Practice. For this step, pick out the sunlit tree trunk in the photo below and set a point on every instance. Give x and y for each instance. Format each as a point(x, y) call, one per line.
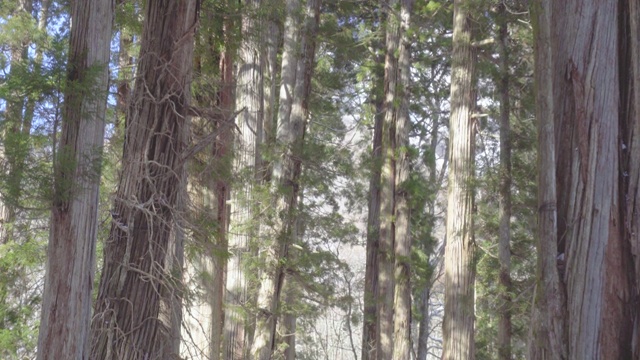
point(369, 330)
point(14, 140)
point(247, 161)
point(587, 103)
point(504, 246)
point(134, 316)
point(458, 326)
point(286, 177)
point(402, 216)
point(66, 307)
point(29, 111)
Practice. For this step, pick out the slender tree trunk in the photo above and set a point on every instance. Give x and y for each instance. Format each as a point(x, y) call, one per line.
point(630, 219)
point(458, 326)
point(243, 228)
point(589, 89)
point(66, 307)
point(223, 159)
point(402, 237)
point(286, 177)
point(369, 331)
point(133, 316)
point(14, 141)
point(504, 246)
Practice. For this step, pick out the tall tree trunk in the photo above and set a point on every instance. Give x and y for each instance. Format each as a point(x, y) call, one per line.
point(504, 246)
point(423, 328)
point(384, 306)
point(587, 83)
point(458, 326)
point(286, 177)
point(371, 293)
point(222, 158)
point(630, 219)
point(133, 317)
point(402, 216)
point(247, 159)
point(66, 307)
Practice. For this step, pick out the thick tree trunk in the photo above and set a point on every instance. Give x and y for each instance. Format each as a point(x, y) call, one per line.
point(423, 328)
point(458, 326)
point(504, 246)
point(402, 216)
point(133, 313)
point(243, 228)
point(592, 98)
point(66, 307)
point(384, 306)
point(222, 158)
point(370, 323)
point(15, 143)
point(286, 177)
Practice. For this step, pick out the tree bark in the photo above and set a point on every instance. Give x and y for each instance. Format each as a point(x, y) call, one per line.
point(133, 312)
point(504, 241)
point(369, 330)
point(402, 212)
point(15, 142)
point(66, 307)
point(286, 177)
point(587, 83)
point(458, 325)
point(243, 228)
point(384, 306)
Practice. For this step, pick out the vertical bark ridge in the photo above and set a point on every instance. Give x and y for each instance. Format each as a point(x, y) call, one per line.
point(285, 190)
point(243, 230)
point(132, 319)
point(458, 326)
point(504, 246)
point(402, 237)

PROBLEM: Give back exactly the lines beginning at the one with "Practice. For this step, pick out the vertical" and ending at the final line of the material; both boundary lines belong in it.

RESPONSE BELOW:
Practice. For this step, pick out the vertical bark ridge in the photo above and set a point on every instance. Give x and y for each instance. Format each as a point(x, y) call, one per line.
point(285, 190)
point(243, 230)
point(132, 319)
point(458, 326)
point(504, 246)
point(402, 237)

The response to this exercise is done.